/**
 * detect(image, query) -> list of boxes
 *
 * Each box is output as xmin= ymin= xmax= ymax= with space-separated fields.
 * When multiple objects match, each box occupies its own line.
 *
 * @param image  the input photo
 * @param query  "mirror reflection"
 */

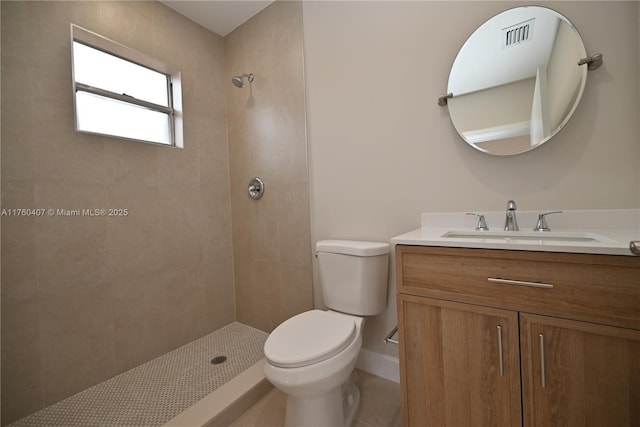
xmin=447 ymin=6 xmax=587 ymax=155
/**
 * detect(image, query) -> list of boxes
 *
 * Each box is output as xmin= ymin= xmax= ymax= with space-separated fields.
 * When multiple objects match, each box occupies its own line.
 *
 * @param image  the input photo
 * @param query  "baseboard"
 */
xmin=356 ymin=349 xmax=400 ymax=383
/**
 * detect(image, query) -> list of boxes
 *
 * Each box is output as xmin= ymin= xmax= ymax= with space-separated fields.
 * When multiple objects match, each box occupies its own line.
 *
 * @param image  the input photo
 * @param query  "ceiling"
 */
xmin=160 ymin=0 xmax=273 ymax=37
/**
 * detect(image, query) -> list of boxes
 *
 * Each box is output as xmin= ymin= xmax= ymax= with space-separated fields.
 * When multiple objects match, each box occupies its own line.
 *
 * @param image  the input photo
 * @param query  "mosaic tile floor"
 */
xmin=10 ymin=322 xmax=268 ymax=427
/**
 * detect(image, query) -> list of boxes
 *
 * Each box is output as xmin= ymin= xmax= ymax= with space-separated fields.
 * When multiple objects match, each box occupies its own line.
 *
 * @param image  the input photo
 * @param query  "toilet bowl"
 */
xmin=264 ymin=240 xmax=390 ymax=427
xmin=264 ymin=310 xmax=365 ymax=427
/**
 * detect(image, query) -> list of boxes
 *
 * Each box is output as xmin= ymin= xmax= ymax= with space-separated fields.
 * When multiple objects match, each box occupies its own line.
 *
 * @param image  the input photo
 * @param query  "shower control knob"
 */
xmin=248 ymin=176 xmax=264 ymax=200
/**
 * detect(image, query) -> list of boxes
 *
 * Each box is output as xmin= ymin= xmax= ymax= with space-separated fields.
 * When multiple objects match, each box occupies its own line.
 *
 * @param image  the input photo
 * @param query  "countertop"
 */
xmin=391 ymin=209 xmax=640 ymax=256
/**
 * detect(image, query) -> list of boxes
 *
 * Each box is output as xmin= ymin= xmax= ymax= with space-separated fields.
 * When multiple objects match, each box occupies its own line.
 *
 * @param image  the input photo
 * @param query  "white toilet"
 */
xmin=264 ymin=240 xmax=390 ymax=427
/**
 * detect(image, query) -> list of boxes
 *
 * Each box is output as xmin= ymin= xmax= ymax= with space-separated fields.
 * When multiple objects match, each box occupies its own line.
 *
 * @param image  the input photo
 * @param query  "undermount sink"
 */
xmin=442 ymin=231 xmax=612 ymax=243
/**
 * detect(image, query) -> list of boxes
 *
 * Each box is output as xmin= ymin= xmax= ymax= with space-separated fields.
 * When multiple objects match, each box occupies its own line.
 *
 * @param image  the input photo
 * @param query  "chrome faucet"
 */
xmin=504 ymin=200 xmax=519 ymax=231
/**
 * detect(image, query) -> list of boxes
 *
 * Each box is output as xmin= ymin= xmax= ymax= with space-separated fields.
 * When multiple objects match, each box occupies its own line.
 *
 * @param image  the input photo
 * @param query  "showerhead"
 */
xmin=231 ymin=73 xmax=253 ymax=88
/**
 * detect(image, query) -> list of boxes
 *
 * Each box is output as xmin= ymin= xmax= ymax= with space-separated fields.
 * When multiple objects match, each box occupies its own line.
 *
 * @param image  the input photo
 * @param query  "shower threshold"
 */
xmin=10 ymin=322 xmax=271 ymax=427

The request >> Rewrite every entry above, putting "source image" in place of "input photo" each time it appears and changing nothing else. Leave the pictures out.

Solution to the problem >>
/**
 * detect(image, query) -> list of boxes
 *
 * Each box is output as xmin= ymin= xmax= ymax= with space-separated fields.
 * When multiple objects match, each box occupies its own line.
 *
 * @param image  the source image
 * @param query  "mirror reflection"
 */

xmin=447 ymin=6 xmax=587 ymax=155
/**
 * detect(image, query) -> list of boxes
 *
 * Each box is output as xmin= ymin= xmax= ymax= with space-separated fields.
 * When multiple objects match, each box occupies its own line.
 *
 * @param image  the source image
 * @param query  "baseboard"
 */
xmin=356 ymin=349 xmax=400 ymax=383
/**
 * detect(image, query) -> list of boxes
 *
 * Each box is output as xmin= ymin= xmax= ymax= with space-separated fields.
 * When multiple objects match, each box occupies its own line.
 *
 * @param image  the source image
 * @param query  "ceiling"
 */
xmin=160 ymin=0 xmax=273 ymax=37
/**
 * detect(image, query) -> list of boxes
 *
 * Each box is output as xmin= ymin= xmax= ymax= with space-separated fields.
 * When multiple objects match, each box occupies its own line.
 *
 * @param image  the source image
 * @param query  "mosaic tile floor"
 */
xmin=10 ymin=322 xmax=268 ymax=427
/**
 * detect(image, query) -> list of boxes
 *
 * Each box is output as xmin= ymin= xmax= ymax= with space-separated fields.
 * When multiple objects match, each box occupies its own line.
 *
 * @param image  the source image
 * @param query  "toilet bowl"
 */
xmin=264 ymin=240 xmax=390 ymax=427
xmin=264 ymin=310 xmax=365 ymax=427
/**
 * detect(image, query) -> list of boxes
 *
 * Each box is output as xmin= ymin= xmax= ymax= with space-separated fields.
 * When multiple objects match, each box occupies its own line.
 *
 * @param image  the source image
 * @param query  "shower control knob"
 */
xmin=248 ymin=176 xmax=264 ymax=200
/**
 * detect(image, query) -> list of boxes
 *
 * Each box is output as xmin= ymin= xmax= ymax= with space-separated fields.
 * When multiple objects match, each box occupies its own line.
 *
 * @param image  the source image
 * @param query  "countertop"
 */
xmin=391 ymin=209 xmax=640 ymax=256
/**
 * detect(image, query) -> list of boxes
 *
 * Each box is output as xmin= ymin= xmax= ymax= with space-separated fields.
 * When multiple objects match, each box occupies its own line.
 *
 * @param image  the source image
 * @param query  "white toilet"
 */
xmin=264 ymin=240 xmax=390 ymax=427
/**
 * detect(image, query) -> list of boxes
 *
 * Each box is output as xmin= ymin= xmax= ymax= with space-separated fields.
 * When multiple objects match, each box occupies its own line.
 *
 * @param image  the source image
 * @param query  "undermount sink"
 */
xmin=442 ymin=231 xmax=612 ymax=243
/**
 * detect(image, query) -> list of boxes
 *
 * Each box is output as xmin= ymin= xmax= ymax= with space-separated fields.
 * When multiple objects match, each box occupies its own line.
 *
 * @param image  the source image
 * @param query  "chrome faucet"
 */
xmin=504 ymin=200 xmax=519 ymax=231
/**
 * detect(image, query) -> list of boxes
 *
 * Each box is output as xmin= ymin= xmax= ymax= with space-separated fields.
 * When multiple objects match, each box occupies its own line.
 *
 * @param image  the source image
 * @param query  "showerhead"
 */
xmin=231 ymin=73 xmax=253 ymax=88
/**
 * detect(image, query) -> list of boxes
 *
 * Each box is output as xmin= ymin= xmax= ymax= with space-separated fields.
 * When multiple objects match, each box occupies its own line.
 *
 * @param image  the source image
 * @param query  "shower threshold"
 */
xmin=10 ymin=322 xmax=271 ymax=427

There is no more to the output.